──────── Excerpt ────────

What do I mean? Well, first, let’s see, there’s nonlinearity, chaos, and deterministic unpredictability. Which seems to characterize the whole sex and seduction thing, at least for a geeky puzzled guy like me. Yes, I decided to start with the most difficult one to write about.

Oh, I am not talking about the strangely fractal patterns that your bedsheets get into (though I am clearly throwing away plenty of pun-able material in the term strange attractor), or, ahem, the broad-band spectrum of the various different frequencies that make up the time-series in the actual making of the beast with two backs (or however you like to do it). I am talking about the way in which an evening (say) might unfold, even (particularly!) with a long-time partner — things would be going smoothly, the music is perfect, the food is good, the jokes are flowing, and then … something happens, and the chemistry dries up, the headaches start, etc. And other times this works out very well indeed. And the obverse: Both of you in a grumpy mood, clumping towards solitude, and bam, a smile, a joke, a conversation, a touch, a kiss, and you are in each other’s arms, grateful, so grateful for each other. Or not, but that’s the point. Deterministic unpredictability, I tell you — every step logically leads to the next one, but you couldn’t have predicted where you end up by your imperfect knowledge of the initial condition. (Or this only the beginning of relationships that I am talking about?).

────────

Problem statement:
How does the excerpt above on chaos in romance define deterministic unpredictability?

──────── Provided data ────────

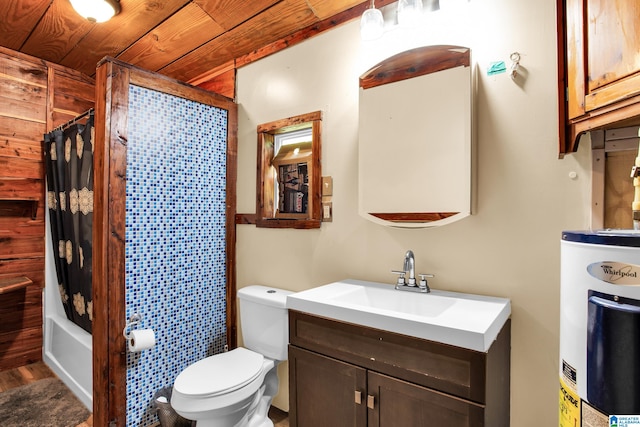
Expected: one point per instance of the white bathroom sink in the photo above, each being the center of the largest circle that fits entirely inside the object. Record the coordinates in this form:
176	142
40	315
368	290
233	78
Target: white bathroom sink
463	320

────────
──────── Provided data ────────

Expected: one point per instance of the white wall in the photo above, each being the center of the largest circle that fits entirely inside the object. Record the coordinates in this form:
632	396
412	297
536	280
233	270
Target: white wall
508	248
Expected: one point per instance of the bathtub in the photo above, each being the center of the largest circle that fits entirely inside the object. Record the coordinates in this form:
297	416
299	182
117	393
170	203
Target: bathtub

────────
──────── Provided data ────────

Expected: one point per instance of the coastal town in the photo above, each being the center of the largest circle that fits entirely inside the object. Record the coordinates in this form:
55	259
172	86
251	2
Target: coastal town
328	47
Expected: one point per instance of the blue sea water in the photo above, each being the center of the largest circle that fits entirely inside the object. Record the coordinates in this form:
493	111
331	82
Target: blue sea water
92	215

────────

Answer in full:
Every step logically leads to the next one, but imperfect knowledge of the initial condition makes it impossible to predict where one ends up.